Dataset rows:
— BEGIN —
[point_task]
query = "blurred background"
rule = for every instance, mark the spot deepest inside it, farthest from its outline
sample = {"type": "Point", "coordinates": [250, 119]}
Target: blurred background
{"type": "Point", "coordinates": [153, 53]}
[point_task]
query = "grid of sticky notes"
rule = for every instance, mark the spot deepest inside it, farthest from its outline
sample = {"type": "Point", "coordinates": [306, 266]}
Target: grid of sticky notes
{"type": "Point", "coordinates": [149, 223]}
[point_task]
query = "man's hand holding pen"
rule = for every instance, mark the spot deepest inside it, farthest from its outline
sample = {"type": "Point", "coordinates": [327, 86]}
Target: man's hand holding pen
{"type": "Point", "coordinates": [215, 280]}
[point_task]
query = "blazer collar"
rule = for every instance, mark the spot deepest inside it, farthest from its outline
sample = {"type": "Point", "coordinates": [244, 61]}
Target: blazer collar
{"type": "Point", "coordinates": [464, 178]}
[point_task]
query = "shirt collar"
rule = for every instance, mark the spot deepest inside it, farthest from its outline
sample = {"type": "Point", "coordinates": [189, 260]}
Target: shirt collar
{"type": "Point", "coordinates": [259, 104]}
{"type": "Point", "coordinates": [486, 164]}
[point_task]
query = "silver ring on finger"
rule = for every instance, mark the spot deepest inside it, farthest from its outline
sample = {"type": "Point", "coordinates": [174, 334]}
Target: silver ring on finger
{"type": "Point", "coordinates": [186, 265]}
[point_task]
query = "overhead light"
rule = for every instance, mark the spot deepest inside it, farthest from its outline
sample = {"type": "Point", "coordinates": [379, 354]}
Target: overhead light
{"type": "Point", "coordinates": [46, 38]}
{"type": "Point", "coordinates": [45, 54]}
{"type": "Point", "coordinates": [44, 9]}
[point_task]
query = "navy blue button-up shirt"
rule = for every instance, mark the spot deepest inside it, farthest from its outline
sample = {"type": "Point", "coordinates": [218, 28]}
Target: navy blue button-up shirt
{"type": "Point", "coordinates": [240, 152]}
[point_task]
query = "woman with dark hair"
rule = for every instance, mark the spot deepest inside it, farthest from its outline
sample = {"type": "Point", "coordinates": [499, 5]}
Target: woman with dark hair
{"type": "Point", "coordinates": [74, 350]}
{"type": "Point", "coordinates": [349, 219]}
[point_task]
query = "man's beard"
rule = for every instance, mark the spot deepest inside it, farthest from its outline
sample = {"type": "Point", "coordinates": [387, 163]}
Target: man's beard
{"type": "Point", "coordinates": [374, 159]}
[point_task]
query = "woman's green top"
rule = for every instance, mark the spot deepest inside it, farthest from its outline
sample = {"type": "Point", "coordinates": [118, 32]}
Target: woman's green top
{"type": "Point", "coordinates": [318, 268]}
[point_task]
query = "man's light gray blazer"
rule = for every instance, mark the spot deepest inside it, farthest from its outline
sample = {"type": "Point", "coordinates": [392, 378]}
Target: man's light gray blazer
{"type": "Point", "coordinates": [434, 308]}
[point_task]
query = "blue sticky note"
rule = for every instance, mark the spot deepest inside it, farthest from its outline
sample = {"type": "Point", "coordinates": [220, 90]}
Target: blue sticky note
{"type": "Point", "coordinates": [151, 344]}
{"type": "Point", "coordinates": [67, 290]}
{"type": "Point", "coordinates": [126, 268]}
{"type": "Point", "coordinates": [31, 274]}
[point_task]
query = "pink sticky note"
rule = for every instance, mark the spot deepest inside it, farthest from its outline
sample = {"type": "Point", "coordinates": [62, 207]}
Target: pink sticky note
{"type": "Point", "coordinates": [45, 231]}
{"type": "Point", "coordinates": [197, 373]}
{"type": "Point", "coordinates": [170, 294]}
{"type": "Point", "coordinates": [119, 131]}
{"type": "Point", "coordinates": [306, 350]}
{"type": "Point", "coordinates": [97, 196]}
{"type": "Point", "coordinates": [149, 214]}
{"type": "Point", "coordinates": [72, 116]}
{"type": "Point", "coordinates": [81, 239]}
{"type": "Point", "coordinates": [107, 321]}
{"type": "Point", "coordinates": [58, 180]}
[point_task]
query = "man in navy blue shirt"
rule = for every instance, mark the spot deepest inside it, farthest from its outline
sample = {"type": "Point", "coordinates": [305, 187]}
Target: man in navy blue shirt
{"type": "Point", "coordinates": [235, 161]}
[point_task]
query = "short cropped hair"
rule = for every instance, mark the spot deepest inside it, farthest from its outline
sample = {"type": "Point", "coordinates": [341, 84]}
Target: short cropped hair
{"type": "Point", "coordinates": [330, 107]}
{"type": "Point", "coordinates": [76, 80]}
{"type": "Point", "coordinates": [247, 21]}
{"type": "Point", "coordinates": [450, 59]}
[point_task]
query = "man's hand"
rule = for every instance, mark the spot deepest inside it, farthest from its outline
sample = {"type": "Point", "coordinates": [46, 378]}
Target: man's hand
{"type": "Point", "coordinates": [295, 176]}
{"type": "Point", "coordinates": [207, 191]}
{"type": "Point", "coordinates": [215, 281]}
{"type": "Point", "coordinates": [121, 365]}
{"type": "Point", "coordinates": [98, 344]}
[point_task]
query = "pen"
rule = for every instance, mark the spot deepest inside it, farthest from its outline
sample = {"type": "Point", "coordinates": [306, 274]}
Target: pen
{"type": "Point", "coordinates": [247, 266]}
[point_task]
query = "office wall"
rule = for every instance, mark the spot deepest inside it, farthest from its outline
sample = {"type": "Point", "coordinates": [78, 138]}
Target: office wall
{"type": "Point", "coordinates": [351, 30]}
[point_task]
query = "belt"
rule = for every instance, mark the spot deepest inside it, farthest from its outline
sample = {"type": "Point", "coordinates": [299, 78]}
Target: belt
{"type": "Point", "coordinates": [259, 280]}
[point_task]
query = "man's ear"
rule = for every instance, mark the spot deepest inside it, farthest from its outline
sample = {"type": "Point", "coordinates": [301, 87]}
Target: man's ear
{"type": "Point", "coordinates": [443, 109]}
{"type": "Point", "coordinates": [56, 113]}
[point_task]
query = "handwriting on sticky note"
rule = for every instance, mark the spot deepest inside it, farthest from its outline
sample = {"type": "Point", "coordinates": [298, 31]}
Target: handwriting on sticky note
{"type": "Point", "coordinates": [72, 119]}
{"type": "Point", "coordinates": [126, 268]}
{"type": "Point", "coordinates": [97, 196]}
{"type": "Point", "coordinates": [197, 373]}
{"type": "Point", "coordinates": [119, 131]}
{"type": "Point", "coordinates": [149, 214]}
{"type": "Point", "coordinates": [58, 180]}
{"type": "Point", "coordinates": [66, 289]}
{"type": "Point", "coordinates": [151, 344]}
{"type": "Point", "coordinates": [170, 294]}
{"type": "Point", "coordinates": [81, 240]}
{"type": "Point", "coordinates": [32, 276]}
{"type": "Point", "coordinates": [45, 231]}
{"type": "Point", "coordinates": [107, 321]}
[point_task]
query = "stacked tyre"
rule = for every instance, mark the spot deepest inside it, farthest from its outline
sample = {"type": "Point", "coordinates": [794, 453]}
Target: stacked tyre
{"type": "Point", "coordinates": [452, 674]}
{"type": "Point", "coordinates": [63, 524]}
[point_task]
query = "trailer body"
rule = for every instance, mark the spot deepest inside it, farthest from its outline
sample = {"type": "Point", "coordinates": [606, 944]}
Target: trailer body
— END —
WHAT YOU HAVE TO DO: Can you find every line in the items above that contains the word "overhead" and copy each one out in full?

ANSWER IN FULL:
query = "overhead light"
Target: overhead light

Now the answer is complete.